• _WHAT TO PRODUCE_
In the lines below, look for "white". Copy each line where it appears.

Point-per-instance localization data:
□ □ □ □ □ □ □

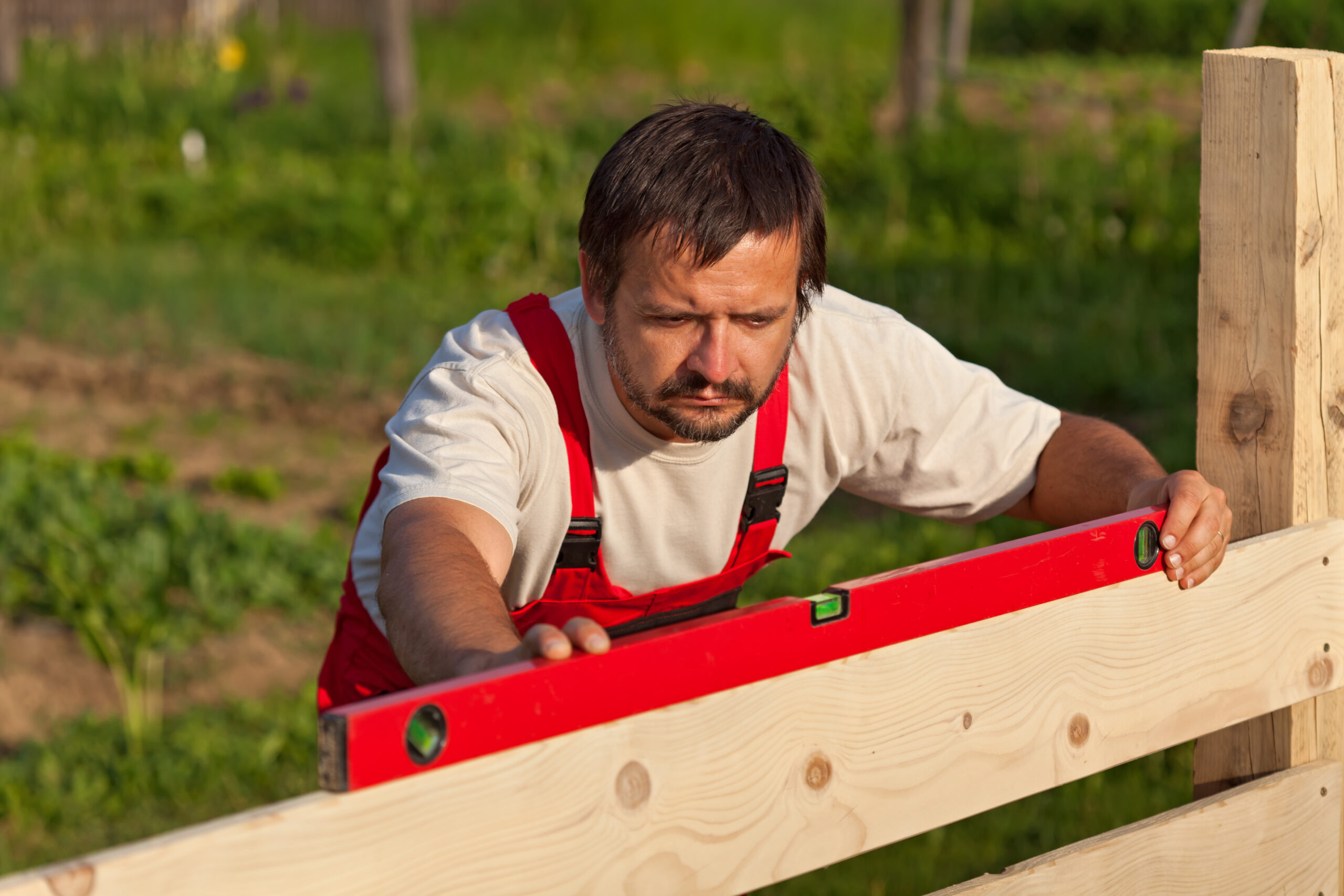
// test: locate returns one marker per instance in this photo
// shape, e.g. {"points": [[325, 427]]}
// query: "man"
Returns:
{"points": [[574, 468]]}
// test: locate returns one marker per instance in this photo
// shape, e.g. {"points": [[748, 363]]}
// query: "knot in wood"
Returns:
{"points": [[634, 785], [1319, 675], [71, 882], [1336, 416], [1246, 416], [817, 772], [1078, 730]]}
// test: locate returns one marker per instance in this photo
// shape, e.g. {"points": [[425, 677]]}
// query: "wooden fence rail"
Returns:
{"points": [[742, 787]]}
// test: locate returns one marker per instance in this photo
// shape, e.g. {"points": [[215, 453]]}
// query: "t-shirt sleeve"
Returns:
{"points": [[959, 445], [457, 437]]}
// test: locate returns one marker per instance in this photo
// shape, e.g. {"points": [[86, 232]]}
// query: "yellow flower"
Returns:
{"points": [[232, 54]]}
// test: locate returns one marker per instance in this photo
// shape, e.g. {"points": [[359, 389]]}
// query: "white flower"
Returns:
{"points": [[193, 148]]}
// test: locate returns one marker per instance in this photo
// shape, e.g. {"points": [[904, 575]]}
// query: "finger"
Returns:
{"points": [[588, 635], [548, 641], [1186, 500], [1202, 534], [1203, 565]]}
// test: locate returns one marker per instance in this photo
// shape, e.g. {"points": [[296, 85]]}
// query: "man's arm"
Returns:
{"points": [[1093, 469], [440, 593]]}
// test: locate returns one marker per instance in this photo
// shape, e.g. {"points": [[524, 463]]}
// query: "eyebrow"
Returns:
{"points": [[667, 311]]}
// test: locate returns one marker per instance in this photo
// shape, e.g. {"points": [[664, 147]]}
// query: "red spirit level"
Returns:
{"points": [[395, 735]]}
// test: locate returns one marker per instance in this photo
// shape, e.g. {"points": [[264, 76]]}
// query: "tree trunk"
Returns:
{"points": [[1242, 34], [11, 45], [918, 66], [395, 51], [959, 38]]}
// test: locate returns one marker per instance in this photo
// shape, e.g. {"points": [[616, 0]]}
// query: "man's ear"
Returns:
{"points": [[592, 297]]}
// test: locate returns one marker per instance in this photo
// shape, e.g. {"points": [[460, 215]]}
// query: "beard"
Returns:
{"points": [[695, 425]]}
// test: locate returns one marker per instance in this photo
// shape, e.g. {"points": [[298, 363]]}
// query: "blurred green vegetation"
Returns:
{"points": [[139, 570], [1062, 256], [87, 787], [261, 483], [1047, 227], [1175, 27]]}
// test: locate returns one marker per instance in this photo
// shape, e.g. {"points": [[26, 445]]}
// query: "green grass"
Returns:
{"points": [[1064, 260], [85, 789], [1059, 254]]}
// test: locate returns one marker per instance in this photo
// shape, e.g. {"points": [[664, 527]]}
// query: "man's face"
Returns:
{"points": [[694, 351]]}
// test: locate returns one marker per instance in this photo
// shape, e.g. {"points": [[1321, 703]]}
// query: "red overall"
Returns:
{"points": [[361, 661]]}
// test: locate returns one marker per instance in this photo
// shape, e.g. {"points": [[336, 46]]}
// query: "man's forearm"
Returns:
{"points": [[443, 606], [1088, 471]]}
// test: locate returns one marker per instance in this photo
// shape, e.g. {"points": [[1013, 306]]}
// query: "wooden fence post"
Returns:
{"points": [[11, 45], [1270, 426], [917, 69], [394, 46]]}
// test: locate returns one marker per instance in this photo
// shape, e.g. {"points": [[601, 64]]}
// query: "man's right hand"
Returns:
{"points": [[543, 641]]}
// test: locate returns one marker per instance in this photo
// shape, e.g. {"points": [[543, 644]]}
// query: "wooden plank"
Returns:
{"points": [[742, 787], [365, 743], [1270, 426], [1273, 836]]}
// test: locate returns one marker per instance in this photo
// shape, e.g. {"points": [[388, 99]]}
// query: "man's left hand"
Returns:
{"points": [[1196, 527]]}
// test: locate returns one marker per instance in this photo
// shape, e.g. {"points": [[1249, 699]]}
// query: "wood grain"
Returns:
{"points": [[1270, 429], [780, 777], [1273, 836]]}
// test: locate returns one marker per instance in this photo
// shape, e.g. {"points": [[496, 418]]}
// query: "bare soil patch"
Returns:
{"points": [[227, 410], [46, 676]]}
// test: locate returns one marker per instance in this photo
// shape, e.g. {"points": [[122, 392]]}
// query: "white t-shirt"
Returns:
{"points": [[877, 407]]}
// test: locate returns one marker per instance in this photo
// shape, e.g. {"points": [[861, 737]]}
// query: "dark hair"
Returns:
{"points": [[710, 175]]}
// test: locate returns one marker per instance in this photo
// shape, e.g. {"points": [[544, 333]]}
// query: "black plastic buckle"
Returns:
{"points": [[582, 539], [765, 493]]}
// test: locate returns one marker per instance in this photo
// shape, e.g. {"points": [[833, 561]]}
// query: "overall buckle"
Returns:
{"points": [[581, 543], [765, 493]]}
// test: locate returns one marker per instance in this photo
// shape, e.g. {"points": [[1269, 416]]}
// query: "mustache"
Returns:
{"points": [[691, 385]]}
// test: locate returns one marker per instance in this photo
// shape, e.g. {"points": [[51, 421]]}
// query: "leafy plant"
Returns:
{"points": [[142, 571], [88, 787], [261, 483]]}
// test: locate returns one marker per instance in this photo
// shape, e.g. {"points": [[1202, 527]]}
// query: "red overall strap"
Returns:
{"points": [[772, 429], [553, 356]]}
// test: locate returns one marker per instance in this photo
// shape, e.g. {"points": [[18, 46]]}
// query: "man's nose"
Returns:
{"points": [[713, 356]]}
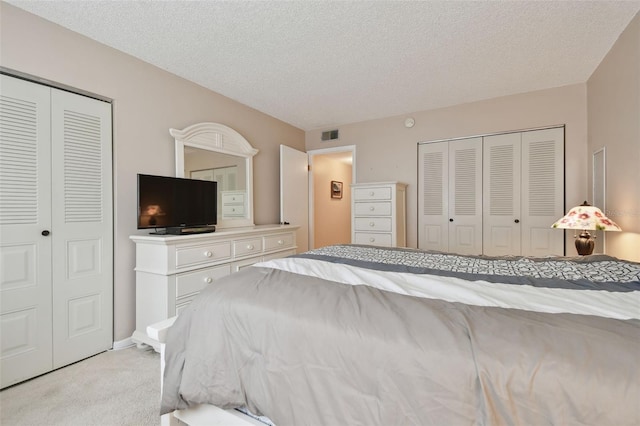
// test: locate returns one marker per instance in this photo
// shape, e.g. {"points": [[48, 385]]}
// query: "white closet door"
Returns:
{"points": [[433, 201], [501, 211], [542, 191], [465, 196], [82, 222], [25, 202]]}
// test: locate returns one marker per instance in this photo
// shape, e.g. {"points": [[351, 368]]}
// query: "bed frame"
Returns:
{"points": [[200, 415]]}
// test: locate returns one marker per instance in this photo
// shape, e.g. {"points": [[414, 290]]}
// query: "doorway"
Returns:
{"points": [[332, 173]]}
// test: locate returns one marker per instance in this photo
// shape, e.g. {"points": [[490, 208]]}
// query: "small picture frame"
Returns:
{"points": [[336, 189]]}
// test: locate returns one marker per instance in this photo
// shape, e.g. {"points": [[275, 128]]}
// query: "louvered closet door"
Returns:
{"points": [[433, 201], [542, 191], [82, 222], [25, 203], [465, 196], [501, 210]]}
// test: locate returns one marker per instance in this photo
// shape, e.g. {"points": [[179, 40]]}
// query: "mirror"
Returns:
{"points": [[212, 151]]}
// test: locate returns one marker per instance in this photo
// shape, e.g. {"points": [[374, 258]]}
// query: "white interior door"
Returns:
{"points": [[294, 193], [25, 203], [502, 214], [465, 196], [433, 199], [542, 191], [82, 227]]}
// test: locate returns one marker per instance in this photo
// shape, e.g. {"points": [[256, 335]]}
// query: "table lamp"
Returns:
{"points": [[586, 217]]}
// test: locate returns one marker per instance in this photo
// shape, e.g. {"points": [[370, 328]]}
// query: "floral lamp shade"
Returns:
{"points": [[586, 217]]}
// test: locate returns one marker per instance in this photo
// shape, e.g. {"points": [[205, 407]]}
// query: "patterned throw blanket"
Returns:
{"points": [[599, 272]]}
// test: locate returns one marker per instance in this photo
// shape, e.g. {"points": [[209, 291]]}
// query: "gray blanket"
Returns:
{"points": [[304, 351]]}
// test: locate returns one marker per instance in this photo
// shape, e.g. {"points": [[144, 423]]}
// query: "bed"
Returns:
{"points": [[352, 334]]}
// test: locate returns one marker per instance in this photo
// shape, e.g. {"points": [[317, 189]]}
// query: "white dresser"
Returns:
{"points": [[171, 270], [378, 215], [233, 204]]}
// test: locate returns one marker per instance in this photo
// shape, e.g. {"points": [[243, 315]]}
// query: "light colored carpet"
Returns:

□ □ □ □ □ □ □

• _SOLUTION FOR THIS EXERCISE_
// query: "white flower"
// query: "white t-shirt"
// query: "white closet door"
// query: "white interior door"
// query: "white dresser"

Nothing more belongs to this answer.